**WORK INSTRUCTIONS**
Starting at the line that contains "Objective — one marker on every instance of the town", transcribe every remaining line of the entries exactly, including the last one.

:::::

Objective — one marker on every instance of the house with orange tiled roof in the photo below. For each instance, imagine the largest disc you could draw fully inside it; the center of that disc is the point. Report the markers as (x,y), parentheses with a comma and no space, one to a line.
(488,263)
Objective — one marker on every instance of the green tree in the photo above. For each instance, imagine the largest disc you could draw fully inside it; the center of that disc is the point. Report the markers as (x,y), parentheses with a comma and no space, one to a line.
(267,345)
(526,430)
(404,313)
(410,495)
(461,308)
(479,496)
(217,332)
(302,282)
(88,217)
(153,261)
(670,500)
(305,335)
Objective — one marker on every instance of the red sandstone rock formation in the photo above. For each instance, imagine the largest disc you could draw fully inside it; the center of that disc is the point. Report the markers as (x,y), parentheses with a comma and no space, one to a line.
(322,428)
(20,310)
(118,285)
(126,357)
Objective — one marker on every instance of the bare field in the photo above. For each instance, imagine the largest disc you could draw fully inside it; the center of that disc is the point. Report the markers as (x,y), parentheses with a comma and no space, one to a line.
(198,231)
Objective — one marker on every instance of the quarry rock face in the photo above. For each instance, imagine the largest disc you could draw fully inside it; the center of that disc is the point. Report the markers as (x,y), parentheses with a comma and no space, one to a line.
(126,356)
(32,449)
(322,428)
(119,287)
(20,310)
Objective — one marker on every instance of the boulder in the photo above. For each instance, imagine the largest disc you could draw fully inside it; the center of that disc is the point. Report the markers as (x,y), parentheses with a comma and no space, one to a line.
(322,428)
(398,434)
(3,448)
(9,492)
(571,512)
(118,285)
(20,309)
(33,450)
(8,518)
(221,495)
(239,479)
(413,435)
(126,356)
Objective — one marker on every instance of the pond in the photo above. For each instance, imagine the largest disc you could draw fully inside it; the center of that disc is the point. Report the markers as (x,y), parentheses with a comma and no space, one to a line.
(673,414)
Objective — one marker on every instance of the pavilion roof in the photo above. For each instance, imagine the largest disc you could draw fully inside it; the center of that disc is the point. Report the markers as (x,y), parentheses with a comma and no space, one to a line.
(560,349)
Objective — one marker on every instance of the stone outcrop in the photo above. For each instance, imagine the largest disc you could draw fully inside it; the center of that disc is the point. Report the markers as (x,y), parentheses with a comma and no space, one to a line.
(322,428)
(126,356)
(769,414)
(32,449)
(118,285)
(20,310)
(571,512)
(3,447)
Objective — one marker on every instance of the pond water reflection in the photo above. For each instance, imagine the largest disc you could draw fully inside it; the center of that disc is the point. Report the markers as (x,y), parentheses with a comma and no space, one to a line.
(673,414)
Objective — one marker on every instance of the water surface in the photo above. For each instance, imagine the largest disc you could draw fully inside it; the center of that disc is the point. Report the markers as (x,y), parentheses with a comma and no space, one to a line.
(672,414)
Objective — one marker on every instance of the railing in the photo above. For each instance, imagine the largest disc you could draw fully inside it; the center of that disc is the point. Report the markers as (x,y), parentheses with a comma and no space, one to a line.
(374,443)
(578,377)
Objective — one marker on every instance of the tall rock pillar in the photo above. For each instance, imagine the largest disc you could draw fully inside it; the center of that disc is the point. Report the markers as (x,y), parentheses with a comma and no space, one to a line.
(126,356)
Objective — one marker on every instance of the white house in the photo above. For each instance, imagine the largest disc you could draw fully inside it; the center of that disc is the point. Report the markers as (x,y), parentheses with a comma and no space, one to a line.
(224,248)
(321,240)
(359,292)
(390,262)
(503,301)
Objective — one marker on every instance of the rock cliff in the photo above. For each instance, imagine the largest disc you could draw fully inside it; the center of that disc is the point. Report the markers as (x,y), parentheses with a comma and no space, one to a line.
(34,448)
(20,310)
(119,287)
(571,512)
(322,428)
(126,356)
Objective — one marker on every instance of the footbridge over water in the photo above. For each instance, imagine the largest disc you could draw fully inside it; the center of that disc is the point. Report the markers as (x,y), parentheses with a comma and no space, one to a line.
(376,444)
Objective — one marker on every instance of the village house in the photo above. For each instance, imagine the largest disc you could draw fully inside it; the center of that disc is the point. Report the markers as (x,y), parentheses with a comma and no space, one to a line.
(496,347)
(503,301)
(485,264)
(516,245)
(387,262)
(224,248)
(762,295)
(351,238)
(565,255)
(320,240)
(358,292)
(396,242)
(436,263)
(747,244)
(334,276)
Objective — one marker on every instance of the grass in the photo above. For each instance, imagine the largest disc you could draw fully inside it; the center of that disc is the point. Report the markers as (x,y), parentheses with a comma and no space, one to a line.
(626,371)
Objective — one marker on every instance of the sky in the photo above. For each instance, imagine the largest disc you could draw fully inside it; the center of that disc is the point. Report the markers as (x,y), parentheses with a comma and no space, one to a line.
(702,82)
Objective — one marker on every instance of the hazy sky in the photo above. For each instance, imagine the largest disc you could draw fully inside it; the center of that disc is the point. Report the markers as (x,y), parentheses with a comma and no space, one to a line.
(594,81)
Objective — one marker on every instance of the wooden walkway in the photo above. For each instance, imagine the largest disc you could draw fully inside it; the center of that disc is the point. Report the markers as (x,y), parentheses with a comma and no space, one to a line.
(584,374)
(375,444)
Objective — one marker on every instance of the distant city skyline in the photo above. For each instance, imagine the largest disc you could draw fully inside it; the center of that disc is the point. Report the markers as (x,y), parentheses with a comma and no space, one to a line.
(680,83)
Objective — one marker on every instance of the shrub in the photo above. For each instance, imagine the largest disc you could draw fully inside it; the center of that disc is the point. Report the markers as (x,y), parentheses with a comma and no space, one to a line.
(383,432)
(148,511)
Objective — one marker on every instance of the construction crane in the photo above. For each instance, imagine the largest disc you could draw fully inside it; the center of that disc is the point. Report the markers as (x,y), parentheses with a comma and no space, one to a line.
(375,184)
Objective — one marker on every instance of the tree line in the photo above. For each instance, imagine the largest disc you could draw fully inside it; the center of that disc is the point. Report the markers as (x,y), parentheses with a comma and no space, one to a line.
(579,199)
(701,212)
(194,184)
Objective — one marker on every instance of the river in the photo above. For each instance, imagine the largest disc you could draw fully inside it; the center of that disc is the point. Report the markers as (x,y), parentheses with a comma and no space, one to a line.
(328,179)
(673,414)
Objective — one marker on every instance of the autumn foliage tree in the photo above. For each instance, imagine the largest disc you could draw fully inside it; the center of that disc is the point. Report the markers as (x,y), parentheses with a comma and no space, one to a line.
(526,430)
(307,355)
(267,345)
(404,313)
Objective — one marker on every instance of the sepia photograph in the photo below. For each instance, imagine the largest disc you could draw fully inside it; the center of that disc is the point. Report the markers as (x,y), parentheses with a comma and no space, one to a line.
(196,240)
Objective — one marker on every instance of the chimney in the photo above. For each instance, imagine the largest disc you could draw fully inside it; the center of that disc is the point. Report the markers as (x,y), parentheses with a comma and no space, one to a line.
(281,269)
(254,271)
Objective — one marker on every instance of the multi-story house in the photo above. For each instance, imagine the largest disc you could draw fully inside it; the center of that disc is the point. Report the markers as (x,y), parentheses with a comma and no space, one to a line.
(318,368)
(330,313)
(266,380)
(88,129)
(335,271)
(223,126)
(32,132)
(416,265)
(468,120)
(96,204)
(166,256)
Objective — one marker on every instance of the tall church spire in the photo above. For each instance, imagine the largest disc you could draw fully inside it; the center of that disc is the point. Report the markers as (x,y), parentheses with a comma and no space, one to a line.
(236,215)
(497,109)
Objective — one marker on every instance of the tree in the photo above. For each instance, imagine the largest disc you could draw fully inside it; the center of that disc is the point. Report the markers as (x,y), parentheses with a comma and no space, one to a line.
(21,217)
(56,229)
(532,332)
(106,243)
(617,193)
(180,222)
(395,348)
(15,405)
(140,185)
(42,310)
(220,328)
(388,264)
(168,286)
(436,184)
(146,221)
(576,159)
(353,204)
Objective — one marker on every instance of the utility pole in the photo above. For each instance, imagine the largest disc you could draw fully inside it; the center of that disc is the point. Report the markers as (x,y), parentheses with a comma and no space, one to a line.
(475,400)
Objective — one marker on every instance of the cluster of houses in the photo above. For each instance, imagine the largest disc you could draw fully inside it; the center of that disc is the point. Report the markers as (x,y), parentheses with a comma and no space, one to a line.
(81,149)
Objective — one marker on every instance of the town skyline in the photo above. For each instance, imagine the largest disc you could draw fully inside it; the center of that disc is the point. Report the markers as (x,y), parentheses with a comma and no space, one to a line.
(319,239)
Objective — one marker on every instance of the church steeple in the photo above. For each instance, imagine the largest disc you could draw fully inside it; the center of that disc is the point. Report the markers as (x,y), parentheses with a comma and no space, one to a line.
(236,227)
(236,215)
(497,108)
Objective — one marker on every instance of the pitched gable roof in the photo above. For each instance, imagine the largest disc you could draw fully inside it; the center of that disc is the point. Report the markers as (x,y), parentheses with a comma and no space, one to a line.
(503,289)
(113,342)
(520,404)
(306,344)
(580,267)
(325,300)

:::::

**ANSWER**
Objective — one marker on every instance of the town skyline in the photo above. For each instance, imagine the largest disc you could draw fully inside it; the center of that disc is the point. Report the markers as (x,y), parentheses with a comma and no space, one to a line.
(319,239)
Objective — one marker on every instance of the church steeple in the photo above. For each instance, imagine the largest disc you could draw fully inside it; the center of that disc is the point. Report the markers as (x,y), parentheses with a comma and no space, one to a line.
(236,227)
(236,215)
(497,108)
Objective — one marker on every instance of the pitched gable roof in the photo above. For each instance, imagine the largest disc you could draw fully inside it; the center of that disc is the point. Report the markers as (x,y), parentheses with a comma and no space, one to a line.
(503,289)
(113,342)
(520,404)
(306,344)
(580,267)
(325,300)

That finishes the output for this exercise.